§ **Page excerpt**

The WILPF-US Disarm Committee sent Ms. Norton a letter in January requesting some revisions to the legislation she has introduced each session since 1994, changes which reflect the existence of the Treaty on the Prohibition of Nuclear Weapons (TPNW), and remove some unnecessary clauses.
We believe this version of the bill is much stronger ... and so does Beatrice Fihn of ICAN, who was with Ms. Norton when the bill was introduced, as were Timmon Wallis and Vicki Elson of NuclearBan .US, who have been enthusiastically supporting the revisions.
Beatrice Fihn was quoted in the press release that Norton's office issued, "Congresswoman Norton has been one of the few voices showing courageous leadership on this issue for several years.... We now have a nuclear ban treaty that provides a clear path to realize the vision the Congresswoman has been presenting. Her strong support for the Treaty on the Prohibition of Nuclear Weapons is an example for all US political leaders and an important message to other nations who are leading on this issue."

§ **Supplied records**
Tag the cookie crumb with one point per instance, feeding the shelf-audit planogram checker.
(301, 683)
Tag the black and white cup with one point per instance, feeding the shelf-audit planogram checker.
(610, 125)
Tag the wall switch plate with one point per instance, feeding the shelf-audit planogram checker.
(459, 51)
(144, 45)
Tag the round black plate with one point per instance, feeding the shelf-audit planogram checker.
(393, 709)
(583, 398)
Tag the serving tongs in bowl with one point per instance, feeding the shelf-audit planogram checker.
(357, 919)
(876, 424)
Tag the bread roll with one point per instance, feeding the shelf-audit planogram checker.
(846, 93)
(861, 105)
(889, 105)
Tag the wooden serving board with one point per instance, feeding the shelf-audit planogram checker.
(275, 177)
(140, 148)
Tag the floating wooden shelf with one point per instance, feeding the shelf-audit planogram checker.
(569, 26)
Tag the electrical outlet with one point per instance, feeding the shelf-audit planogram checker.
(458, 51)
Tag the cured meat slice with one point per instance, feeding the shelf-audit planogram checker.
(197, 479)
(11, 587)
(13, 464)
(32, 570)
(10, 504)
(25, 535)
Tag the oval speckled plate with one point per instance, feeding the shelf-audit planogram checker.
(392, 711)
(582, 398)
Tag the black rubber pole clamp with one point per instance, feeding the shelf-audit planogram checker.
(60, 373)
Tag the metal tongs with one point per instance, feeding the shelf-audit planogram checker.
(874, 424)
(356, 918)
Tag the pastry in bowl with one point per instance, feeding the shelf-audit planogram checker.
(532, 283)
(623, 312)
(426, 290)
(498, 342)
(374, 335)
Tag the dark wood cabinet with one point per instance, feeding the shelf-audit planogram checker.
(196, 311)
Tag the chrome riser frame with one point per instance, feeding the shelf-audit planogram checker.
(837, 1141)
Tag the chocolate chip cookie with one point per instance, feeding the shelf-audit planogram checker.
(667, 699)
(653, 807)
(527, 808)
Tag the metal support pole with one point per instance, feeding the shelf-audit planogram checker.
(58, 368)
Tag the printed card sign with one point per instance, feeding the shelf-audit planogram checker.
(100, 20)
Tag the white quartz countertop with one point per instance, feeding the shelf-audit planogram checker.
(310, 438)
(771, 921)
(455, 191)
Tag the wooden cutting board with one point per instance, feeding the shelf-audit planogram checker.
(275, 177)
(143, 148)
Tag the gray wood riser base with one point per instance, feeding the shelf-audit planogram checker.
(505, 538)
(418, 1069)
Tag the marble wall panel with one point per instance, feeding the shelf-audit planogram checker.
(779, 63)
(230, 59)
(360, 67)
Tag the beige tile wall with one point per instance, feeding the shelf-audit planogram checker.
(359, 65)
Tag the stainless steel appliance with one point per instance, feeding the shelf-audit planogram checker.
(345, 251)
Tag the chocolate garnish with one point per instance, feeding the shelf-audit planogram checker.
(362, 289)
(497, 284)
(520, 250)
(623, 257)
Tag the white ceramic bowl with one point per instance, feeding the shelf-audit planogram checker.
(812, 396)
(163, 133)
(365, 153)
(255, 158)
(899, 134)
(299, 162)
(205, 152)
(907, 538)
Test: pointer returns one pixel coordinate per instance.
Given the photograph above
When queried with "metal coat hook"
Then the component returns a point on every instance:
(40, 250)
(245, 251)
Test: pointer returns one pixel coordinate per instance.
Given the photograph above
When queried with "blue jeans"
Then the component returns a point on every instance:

§ **Requirement**
From the passage on Norton's disarmament bill, write out the part that begins with the words containing "The WILPF-US Disarm" and ends with "supporting the revisions.", copied exactly.

§ **Solved exercise**
The WILPF-US Disarm Committee sent Ms. Norton a letter in January requesting some revisions to the legislation she has introduced each session since 1994, changes which reflect the existence of the Treaty on the Prohibition of Nuclear Weapons (TPNW), and remove some unnecessary clauses.
We believe this version of the bill is much stronger ... and so does Beatrice Fihn of ICAN, who was with Ms. Norton when the bill was introduced, as were Timmon Wallis and Vicki Elson of NuclearBan .US, who have been enthusiastically supporting the revisions.